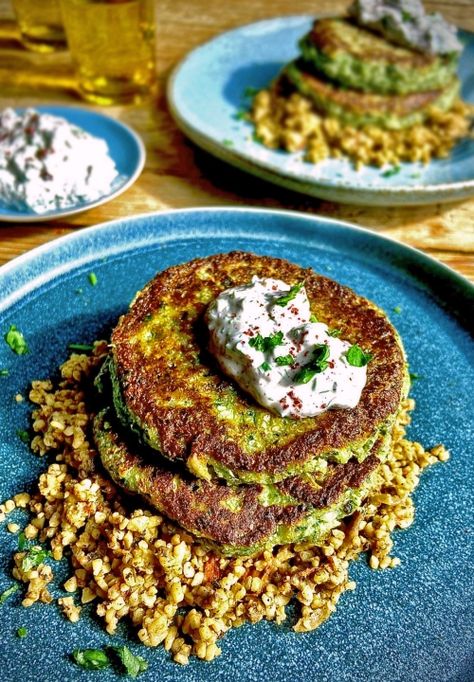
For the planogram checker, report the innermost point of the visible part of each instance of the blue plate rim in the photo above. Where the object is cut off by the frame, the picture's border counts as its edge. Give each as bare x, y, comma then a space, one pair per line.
246, 161
124, 128
19, 265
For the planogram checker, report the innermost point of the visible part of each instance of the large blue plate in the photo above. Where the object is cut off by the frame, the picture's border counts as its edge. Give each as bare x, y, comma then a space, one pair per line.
207, 91
125, 147
414, 623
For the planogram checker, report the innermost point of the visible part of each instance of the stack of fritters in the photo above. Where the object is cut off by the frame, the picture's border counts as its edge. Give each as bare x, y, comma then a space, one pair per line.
360, 78
179, 433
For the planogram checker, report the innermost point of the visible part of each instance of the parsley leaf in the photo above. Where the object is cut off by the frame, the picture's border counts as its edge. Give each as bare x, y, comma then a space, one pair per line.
283, 360
16, 340
8, 593
290, 295
34, 557
266, 343
317, 364
23, 435
84, 347
357, 357
91, 659
134, 665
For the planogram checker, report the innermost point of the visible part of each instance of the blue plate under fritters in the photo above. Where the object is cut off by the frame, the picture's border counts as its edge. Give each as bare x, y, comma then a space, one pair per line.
410, 624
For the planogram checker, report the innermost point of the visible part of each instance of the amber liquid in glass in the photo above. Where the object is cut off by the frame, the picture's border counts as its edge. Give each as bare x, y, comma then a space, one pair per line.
112, 43
40, 24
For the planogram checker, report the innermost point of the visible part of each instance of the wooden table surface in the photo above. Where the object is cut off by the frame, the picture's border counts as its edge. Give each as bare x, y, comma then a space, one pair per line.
179, 175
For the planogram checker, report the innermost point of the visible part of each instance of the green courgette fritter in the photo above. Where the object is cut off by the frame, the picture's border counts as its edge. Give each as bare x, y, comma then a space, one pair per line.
170, 391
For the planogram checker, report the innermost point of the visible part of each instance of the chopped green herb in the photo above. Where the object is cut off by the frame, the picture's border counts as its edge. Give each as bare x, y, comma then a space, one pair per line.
16, 341
34, 557
317, 364
134, 665
84, 347
290, 295
357, 357
8, 593
283, 360
266, 343
250, 91
22, 541
391, 171
24, 436
91, 659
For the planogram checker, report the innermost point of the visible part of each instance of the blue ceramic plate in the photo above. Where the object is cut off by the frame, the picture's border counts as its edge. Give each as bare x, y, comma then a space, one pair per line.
411, 624
125, 147
206, 94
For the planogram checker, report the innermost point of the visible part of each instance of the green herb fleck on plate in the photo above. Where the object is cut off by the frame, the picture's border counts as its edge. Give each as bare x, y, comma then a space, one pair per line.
357, 357
8, 593
266, 343
34, 557
134, 665
317, 364
23, 435
283, 360
16, 341
91, 659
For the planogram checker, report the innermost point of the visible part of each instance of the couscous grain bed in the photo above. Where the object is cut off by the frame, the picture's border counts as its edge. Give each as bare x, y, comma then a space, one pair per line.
290, 121
132, 563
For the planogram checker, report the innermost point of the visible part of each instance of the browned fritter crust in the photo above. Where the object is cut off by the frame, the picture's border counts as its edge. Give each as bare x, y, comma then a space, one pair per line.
327, 37
151, 379
370, 103
200, 506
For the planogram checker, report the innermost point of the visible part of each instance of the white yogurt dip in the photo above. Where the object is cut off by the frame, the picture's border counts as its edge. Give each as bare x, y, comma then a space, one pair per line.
════════════════
**INSTRUCTION**
Starting at the line that contains "of the chopped" and ending at the final line of the records, write out every line again in full, shifting each coordinate value upward by 139.

**SOLUTION FOR THIS PROBLEM**
For the planogram checker, report the innermost point of the visible part of each instance of the chopped green herb in the photo above. Where the object is cut off by the frame, the picture's border counts as its edge. Give each as bare x, y, comma then a space, one pair per line.
155, 480
173, 696
456, 503
273, 804
223, 486
429, 434
496, 496
147, 732
422, 499
405, 482
389, 230
161, 680
530, 310
163, 575
230, 798
For the planogram checker, report the innermost point of the visible part of each instance of the blue ceramic plate in the photo above. Where the object is cut off by the frame, the picture's border counts as its edge. Give each as bare x, y, comma then a space, one pair per line.
550, 763
264, 286
345, 233
For the planogram checker, report the innermost point of the visible part of each instance of the green herb fleck on plate in the photo above. Where the object is cut off by the frame, the picture's border counts as its edge. Give each as bare x, y, comma then a space, one pair per line.
496, 496
147, 732
405, 482
173, 696
273, 804
456, 503
162, 574
422, 499
155, 480
230, 798
For the planogram checker, report the innermost point of the visible part of each instance of the couscous grain bed in the photo above. Where the object is cut off by the frame, the picture's border counts as its edge. Give each as bare x, y, comma then a space, one pair per line.
429, 260
271, 702
For the planogram checker, report the innermost point of the visible part of each instance of the browned fritter crust in the photo above. Where the object is cut off by the frame, the picture's border counts as its edge. Give each as bare x, y, comma then a space, one pair per line.
466, 176
290, 518
509, 242
339, 645
For the planogram checker, report the innermost point of the visible part of each instance of the white yogurt dip in the photo above. Where the object is cut off by the frame, the picture's border counts as its edge. Give each as bare x, y, comma then a space, one pair per line.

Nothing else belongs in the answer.